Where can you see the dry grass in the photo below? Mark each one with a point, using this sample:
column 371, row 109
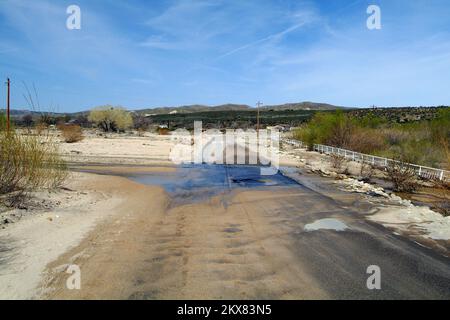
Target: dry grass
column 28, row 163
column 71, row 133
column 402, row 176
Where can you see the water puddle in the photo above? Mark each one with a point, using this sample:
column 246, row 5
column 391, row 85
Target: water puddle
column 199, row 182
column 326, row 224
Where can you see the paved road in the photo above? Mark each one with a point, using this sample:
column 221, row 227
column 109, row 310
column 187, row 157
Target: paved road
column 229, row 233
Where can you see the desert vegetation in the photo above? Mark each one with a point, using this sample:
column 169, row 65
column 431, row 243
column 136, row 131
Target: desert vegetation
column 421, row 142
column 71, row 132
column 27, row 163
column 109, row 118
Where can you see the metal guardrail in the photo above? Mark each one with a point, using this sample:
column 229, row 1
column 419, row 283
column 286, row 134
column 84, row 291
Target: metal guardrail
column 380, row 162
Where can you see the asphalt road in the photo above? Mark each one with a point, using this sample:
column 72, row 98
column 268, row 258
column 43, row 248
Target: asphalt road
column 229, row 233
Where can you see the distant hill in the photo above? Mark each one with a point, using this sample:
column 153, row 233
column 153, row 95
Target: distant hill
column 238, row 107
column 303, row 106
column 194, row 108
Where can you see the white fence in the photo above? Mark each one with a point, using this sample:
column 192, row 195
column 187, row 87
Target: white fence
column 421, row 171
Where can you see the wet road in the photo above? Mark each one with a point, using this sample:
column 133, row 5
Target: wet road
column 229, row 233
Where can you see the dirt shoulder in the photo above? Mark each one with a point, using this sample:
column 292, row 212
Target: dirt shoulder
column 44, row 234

· · · ·

Your assignment: Repeat exactly, and only, the lines from the one containing "Target: metal guardrail" through the last line above.

Solution to this task:
Target: metal guardrail
column 380, row 162
Where can you see the asphalt road in the photo above? Mark each one with a point, using this sample:
column 72, row 98
column 268, row 258
column 43, row 248
Target: asphalt road
column 229, row 233
Where can you see the distant hill in the photo above? Mark each one with a point, using this sample:
column 153, row 233
column 153, row 95
Target: distant hill
column 238, row 107
column 303, row 106
column 194, row 108
Where can you see the white fence in the photo above? Mark each one with a point, using this sample:
column 192, row 195
column 187, row 87
Target: white fence
column 421, row 171
Where can you see the wet road in the photo above? Mark each one with a point, using this sample:
column 133, row 5
Target: wet road
column 229, row 233
Where can you see the dirt shoulder in the photo above? Mark each one with a point, using this sample:
column 292, row 212
Target: dirt shoulder
column 44, row 234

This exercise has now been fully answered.